- Exercise prompt -
Retype the data below without changes, from the line containing "Indicate the asphalt" through the end of the data, including both. Leave any pictures out of your answer.

Records from a point-labeling set:
◇ ◇ ◇ ◇ ◇

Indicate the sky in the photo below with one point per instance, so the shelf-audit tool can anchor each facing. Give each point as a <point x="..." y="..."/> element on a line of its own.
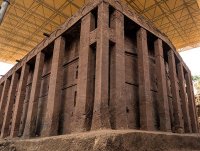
<point x="191" y="58"/>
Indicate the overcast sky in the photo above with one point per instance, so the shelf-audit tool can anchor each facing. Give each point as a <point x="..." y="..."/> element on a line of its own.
<point x="191" y="58"/>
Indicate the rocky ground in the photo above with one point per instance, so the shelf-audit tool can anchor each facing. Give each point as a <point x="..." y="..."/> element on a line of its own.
<point x="107" y="140"/>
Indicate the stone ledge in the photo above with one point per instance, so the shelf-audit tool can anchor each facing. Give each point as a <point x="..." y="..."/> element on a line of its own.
<point x="107" y="140"/>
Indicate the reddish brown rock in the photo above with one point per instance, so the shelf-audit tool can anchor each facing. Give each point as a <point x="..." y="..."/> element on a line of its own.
<point x="105" y="68"/>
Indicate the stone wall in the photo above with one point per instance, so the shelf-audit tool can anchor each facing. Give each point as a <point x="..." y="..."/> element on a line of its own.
<point x="105" y="68"/>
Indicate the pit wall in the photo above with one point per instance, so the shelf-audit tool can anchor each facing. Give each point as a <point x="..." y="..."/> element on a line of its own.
<point x="104" y="72"/>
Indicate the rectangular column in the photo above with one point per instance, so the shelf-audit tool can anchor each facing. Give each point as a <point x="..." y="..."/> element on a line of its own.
<point x="101" y="112"/>
<point x="163" y="106"/>
<point x="186" y="117"/>
<point x="178" y="121"/>
<point x="191" y="103"/>
<point x="1" y="90"/>
<point x="9" y="106"/>
<point x="85" y="83"/>
<point x="4" y="100"/>
<point x="19" y="101"/>
<point x="30" y="125"/>
<point x="117" y="74"/>
<point x="55" y="84"/>
<point x="145" y="102"/>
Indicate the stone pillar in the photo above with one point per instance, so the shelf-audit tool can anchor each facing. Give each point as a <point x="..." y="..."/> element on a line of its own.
<point x="1" y="90"/>
<point x="117" y="77"/>
<point x="85" y="81"/>
<point x="163" y="106"/>
<point x="30" y="125"/>
<point x="191" y="103"/>
<point x="19" y="101"/>
<point x="145" y="102"/>
<point x="55" y="84"/>
<point x="101" y="112"/>
<point x="4" y="100"/>
<point x="186" y="117"/>
<point x="178" y="121"/>
<point x="9" y="106"/>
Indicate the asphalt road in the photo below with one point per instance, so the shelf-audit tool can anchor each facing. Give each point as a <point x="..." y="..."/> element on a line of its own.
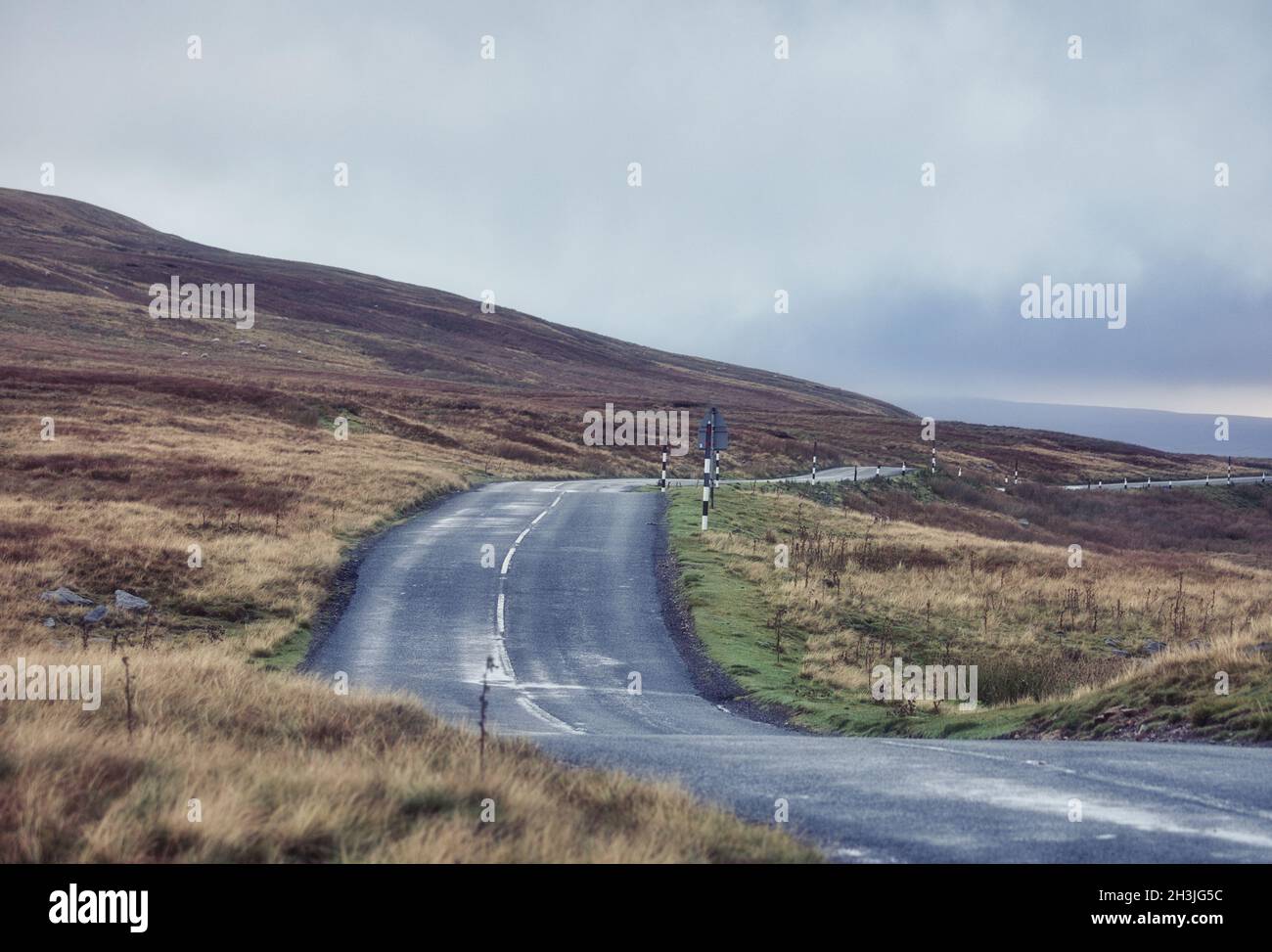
<point x="567" y="606"/>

◇ ◇ ◇ ◇ ◇

- Answer to this exercise -
Indicate the asphalt road in the photo below with one point per instance, so the shelf-audit tool can anchor each facing. Give each point as a <point x="..." y="..."/> element on a line of its own.
<point x="567" y="606"/>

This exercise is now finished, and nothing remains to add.